(Excerpt)

Colorado in 2008 was having a debate to outlaw smoking in public establishments. Casinos say that the smoking ban will more than likely affect their business. Approximately twenty percent of Colorado residents are smokers. Bar owners ask appeals court to overturn the state smoking ban. These are all headings of stories about the statewide smoking ban. Smoking is still an issue. The major majority voted for a smoking ban in recent years. There are still twenty percent who feel they are being unfairly treated with the smoking bans. I have been on both sides of the issue. I was a smoker and quit many years before any smoking ban took effect.
I started smoking when I was in the eighth grade. Why did I start? I would say because of peer pressure. Everyone I ran around with started smoking about the same time. It was cool! Many movie stars smoked. You would go to a movie and smoking was always featured. Fred Flintstone and Barney smoked and advertised Winston cigarettes. Smoking was the thing to do if you wanted to be cool. My Dad smoked. The local parish priest smoked. Many neighbors smoked. This was all before the adverse effects of smoking were known. No one cared about the addictive effects of nicotine, or the tar build up in your lungs. I remember when I first started smoking. You would inhale and suddenly become dizzy. I never did get sick to my stomach though. After a period, the dizziness went away and the addiction to nicotine took over. You were hooked.
I smoked through high school and beyond. I was drafted into the army in 1964 and at those times most of the new recruits smoked. I recall the saying, “smoke them if you have them”. A cloud of smoke would rise from the company of troops where only a half a dozen or so did not smoke. The red butt can with an inch of water in the can lined the center of the barracks. Sometimes I think cigarettes were more important than bullets.
I was still smoking when I got out of the army and continued to smoke for a few more years. At that time there were no regulations about smoking. I would smoke one to two packs a day. That was when a pack was around twenty-five cents. I smoked everywhere. I would smoke in the grocery store checkout line. I smoked in the house and the car, throwing out the butts through the window. I was a rude ruthless smoker. I didn’t care about anybody’s rights. I stunk from cigarette smoke and my fingers would turn yellow from the tobacco-burning cigarette. Nicotine really had me hooked.
Here I was twenty-five and I would huff and puff going up a flight of stairs. The effects of smoking were becoming known, and I was beginning to experience the effects. I began to realize smoking was affecting my health. I decided that I wanted to live a long healthy life and continuing to smoke was going to hamper this desire. I decided to quit. For the next two to three years, I must have quit two hundred times or more. I finally succeeded; I no longer am addicted to nicotine. It took me about a year before I did not have that nicotine urge. Two more years passed before the smell of smoke ceased to smell good and I wanted to have just one cigarette. I knew if I had one, I would be hooked again. I was 28 when I finally succeeded in quitting. Stopping smoking was the hardest thing I ever did in my life.

(End Excerpt)
(Records provided)

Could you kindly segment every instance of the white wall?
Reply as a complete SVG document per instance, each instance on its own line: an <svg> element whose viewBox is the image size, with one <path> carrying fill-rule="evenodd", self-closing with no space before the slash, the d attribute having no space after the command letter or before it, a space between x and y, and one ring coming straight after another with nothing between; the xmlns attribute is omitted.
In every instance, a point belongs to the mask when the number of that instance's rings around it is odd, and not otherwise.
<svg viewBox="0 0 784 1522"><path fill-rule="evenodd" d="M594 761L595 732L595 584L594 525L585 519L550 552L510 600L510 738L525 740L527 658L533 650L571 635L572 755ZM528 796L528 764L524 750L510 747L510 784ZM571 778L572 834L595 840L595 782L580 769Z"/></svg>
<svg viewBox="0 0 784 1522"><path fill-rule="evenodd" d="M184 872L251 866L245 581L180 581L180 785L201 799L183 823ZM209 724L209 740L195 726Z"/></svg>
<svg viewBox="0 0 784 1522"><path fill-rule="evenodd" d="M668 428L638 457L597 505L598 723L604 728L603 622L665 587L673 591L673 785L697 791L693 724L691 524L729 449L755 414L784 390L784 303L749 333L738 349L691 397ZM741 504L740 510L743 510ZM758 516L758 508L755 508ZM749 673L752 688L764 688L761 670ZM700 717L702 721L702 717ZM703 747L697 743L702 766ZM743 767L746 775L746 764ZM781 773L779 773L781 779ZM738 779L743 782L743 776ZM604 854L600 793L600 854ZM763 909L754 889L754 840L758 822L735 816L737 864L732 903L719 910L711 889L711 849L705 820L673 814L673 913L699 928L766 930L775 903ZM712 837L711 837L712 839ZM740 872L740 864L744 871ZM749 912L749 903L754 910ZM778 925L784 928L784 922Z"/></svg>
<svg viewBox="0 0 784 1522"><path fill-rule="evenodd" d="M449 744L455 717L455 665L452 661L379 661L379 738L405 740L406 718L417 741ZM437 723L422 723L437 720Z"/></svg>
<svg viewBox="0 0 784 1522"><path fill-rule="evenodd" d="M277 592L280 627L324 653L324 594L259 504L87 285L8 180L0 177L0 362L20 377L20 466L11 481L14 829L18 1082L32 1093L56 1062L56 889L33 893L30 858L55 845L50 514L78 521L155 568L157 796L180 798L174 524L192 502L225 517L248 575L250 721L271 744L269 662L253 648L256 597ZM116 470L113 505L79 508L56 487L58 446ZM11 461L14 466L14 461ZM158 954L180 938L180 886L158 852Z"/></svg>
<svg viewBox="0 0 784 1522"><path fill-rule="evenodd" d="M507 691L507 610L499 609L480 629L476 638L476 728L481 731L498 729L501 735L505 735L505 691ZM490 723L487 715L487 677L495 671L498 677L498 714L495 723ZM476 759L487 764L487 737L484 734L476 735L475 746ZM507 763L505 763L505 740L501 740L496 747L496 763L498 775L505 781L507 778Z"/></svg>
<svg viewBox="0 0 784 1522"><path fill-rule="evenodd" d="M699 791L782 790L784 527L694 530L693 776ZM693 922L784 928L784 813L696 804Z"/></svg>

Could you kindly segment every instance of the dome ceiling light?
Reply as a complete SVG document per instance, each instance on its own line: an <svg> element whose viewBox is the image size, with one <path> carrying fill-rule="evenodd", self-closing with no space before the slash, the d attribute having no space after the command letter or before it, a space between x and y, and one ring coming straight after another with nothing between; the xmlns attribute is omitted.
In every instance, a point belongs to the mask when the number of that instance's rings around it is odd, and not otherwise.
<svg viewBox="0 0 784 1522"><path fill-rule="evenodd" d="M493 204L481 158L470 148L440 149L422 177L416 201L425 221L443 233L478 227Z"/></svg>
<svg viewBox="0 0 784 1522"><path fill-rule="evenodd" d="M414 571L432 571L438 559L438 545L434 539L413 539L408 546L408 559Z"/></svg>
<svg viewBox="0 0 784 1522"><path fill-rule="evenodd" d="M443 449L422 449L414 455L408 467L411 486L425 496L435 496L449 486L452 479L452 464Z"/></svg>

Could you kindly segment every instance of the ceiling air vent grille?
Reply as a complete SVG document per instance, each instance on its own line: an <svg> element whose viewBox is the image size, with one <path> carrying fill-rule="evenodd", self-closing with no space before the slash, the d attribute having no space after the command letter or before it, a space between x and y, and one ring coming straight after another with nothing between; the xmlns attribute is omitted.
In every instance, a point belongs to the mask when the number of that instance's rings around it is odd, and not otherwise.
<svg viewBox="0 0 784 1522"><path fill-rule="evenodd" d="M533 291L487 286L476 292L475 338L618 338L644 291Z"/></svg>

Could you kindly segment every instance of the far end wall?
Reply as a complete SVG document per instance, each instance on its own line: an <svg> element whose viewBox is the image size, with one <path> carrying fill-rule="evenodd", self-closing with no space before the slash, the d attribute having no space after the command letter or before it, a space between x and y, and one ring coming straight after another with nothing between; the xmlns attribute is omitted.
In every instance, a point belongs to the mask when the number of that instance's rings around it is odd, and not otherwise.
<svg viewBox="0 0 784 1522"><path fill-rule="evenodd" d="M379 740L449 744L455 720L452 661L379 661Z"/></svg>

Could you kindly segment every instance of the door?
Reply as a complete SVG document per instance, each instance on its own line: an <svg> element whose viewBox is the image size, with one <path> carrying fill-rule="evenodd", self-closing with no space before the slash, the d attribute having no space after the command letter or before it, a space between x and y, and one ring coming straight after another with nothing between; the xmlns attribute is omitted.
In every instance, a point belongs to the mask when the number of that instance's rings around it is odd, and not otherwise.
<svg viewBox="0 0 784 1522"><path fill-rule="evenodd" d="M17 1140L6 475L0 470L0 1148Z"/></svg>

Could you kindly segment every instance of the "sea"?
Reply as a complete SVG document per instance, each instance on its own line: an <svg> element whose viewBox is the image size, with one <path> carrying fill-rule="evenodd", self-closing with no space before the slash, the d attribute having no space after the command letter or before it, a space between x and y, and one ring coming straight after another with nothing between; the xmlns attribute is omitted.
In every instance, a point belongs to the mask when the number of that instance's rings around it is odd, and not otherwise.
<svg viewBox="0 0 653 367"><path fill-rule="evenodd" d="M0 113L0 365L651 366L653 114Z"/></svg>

(End Records provided)

## Activities:
1) Quote the essay about smoking from "I smoked through" up to and including "important than bullets.".
2) Extend the essay about smoking, starting right after its final sentence.
You won't need the entries for any of this.

## Results for the exercise:
1)
I smoked through high school and beyond. I was drafted into the army in 1964 and at those times most of the new recruits smoked. I recall the saying, “smoke them if you have them”. A cloud of smoke would rise from the company of troops where only a half a dozen or so did not smoke. The red butt can with an inch of water in the can lined the center of the barracks. Sometimes I think cigarettes were more important than bullets.

2)
Where am I now? It has been over fifty years since I finally quit smoking. I speculate that if I did not quit smoking, I would be dead from heart disease or lung cancer. In the late seventies my father was having circulation problems in his right leg and his primary doctor referred him to a specialist. The first question the specialist asked my father was, “how long did you smoke?” We asked why he asked that, and he responded by telling us that circulation problems in the legs are characteristic of smokers. Well, the specialist was not able to save my father’s leg and the last five years of his life was without his right leg. My father was seventy when this happened. I was forty-five and I am hoping I am not going to continue the legacy of my father. I see people my age that are dependent on their oxygen tank. Seeing these people makes me very thankful that I can still breathe on my own. Maybe I quit soon enough in my life to bypass these bullets.
After reading this you may think, “he is really anti-smoking, he wants stronger no smoking laws.” I don’t really agree with the current smoking laws. In my opinion I feel that smoking or no smoking should be up to the individual business owner. If a business owner wants to cater to the twenty percent of the smoking population, they become a smoking establishment. If they want to do business with the eighty percent of the non-smoking population, you become a no-smoking establishment. Businesses are either smoking or no smoking, no combination establishments would be allowed. As a consumer I can elect to go to the establishment I want to. Let the market forces determine whom you want to do business with.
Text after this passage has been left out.